* Exercise task:
Make an exact copy of all the records.

* Source data:
================================

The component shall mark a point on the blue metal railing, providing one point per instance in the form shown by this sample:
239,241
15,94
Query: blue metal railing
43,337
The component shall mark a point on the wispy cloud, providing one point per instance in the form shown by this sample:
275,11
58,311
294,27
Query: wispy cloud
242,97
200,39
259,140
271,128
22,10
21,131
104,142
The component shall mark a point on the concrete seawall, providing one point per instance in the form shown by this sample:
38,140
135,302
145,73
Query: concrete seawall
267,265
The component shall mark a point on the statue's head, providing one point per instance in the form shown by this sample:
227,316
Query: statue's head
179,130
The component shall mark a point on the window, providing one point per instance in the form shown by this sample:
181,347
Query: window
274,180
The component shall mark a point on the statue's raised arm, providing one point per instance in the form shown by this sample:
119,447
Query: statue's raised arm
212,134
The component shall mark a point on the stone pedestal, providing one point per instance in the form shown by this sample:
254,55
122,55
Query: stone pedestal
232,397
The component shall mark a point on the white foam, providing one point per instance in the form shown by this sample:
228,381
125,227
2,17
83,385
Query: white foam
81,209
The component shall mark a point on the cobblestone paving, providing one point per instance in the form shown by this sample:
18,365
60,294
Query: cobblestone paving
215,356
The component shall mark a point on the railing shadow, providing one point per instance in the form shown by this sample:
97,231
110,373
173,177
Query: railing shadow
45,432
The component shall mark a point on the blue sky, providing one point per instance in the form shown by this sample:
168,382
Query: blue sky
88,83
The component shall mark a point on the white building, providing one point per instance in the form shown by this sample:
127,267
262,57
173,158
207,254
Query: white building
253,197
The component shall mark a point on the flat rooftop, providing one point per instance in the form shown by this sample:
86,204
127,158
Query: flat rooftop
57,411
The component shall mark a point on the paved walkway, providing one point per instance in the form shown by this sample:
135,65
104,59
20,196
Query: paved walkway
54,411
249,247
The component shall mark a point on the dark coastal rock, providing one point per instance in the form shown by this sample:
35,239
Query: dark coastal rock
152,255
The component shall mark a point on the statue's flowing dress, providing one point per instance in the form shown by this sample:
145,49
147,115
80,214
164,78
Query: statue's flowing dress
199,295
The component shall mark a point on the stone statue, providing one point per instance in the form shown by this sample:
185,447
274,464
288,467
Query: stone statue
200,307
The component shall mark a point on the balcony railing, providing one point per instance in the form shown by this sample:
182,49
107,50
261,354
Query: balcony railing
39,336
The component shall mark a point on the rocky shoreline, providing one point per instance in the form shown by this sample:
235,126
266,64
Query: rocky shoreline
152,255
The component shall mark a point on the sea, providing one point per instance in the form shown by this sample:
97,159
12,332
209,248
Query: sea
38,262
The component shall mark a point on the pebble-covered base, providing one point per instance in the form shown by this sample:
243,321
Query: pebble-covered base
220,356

================================

* Result for this task:
The component shall mark a point on the blue metal railing, providing one point per instance in the form shown by this sample:
239,241
15,94
Query: blue metal railing
43,337
The component shall mark a point on the wispy cloud, providing one point per instance in the form shown by this sample:
275,11
58,311
294,27
Query: wispy cloud
242,97
200,39
259,140
271,128
22,10
21,131
104,142
The component shall mark a point on the concrete seawall, providing one point per instance in the form shown by this sample:
38,140
135,302
145,73
Query: concrete seawall
267,265
The component shall mark a point on the statue's head, providing one point per instance in the form shown by this sample:
227,316
Query: statue's head
179,130
The component shall mark a point on the window, providing one point per instance in the form shown by this sample:
181,347
Query: window
274,180
The component shall mark a point on the statue's raised arm, providing one point per instance in the form shown by this sample:
119,447
Query: statue's raised arm
212,134
The component shall mark a point on the stone pedestal, providing one point per instance in the form shown by this sample:
254,55
122,55
Query: stone pedestal
232,397
The component shall mark a point on the white foam, providing one point per instance in the form shown by this sample:
228,381
125,227
2,17
83,385
Query: white foam
81,209
The component shall mark a point on the cobblestone paving, providing one point per instance in the form shown by this sample:
18,365
60,294
Query: cobblestone paving
215,356
The component shall mark a point on the railing shadow, providing one point per instance in the form shown by this sample:
97,231
110,373
173,177
Query: railing shadow
45,432
The component shall mark a point on the blue sky, providing one point per instance in the form shown by this sample:
168,382
Query: blue sky
88,83
The component shall mark a point on the white building, providing one point per instance in the form shown by this sample:
127,267
262,57
173,158
207,254
Query: white building
253,197
The component shall mark a point on the flat rooftop, providing one point per instance in the form shown by this sample:
86,204
127,158
Query: flat rooftop
57,411
The component shall mark a point on the paved walkway, providing one point per instance in the form shown by this sample:
135,65
104,59
20,196
Query: paved walkway
54,411
249,247
The component shall mark a point on the dark coastal rock, providing one point per instance in the form shown by this sample:
35,239
Query: dark coastal rock
152,255
The component shall mark a point on the statue's flowing dress, providing one point per instance in the form shown by this sample:
145,49
147,115
80,214
164,78
Query: statue's flowing dress
199,295
The component shall mark a point on the stone statue, providing one point per instance in the form shown by this sample:
185,447
274,464
288,467
Query: stone statue
200,307
The component shall mark a point on the balcony railing, providing one point per instance in the form shown by this sample:
182,49
107,50
261,354
Query: balcony railing
39,336
The component shall mark a point on the rocky shoreline, providing one point per instance in the form shown by this sample:
235,126
266,64
Query: rocky shoreline
152,255
The component shall mark a point on the sea, providing one point per instance in the form shown by this sample:
97,159
12,332
209,248
Query: sea
38,262
The component shall mark a point on the pebble-covered base, providing one point per instance in the form shown by this sample:
243,321
Query: pebble-covered base
220,356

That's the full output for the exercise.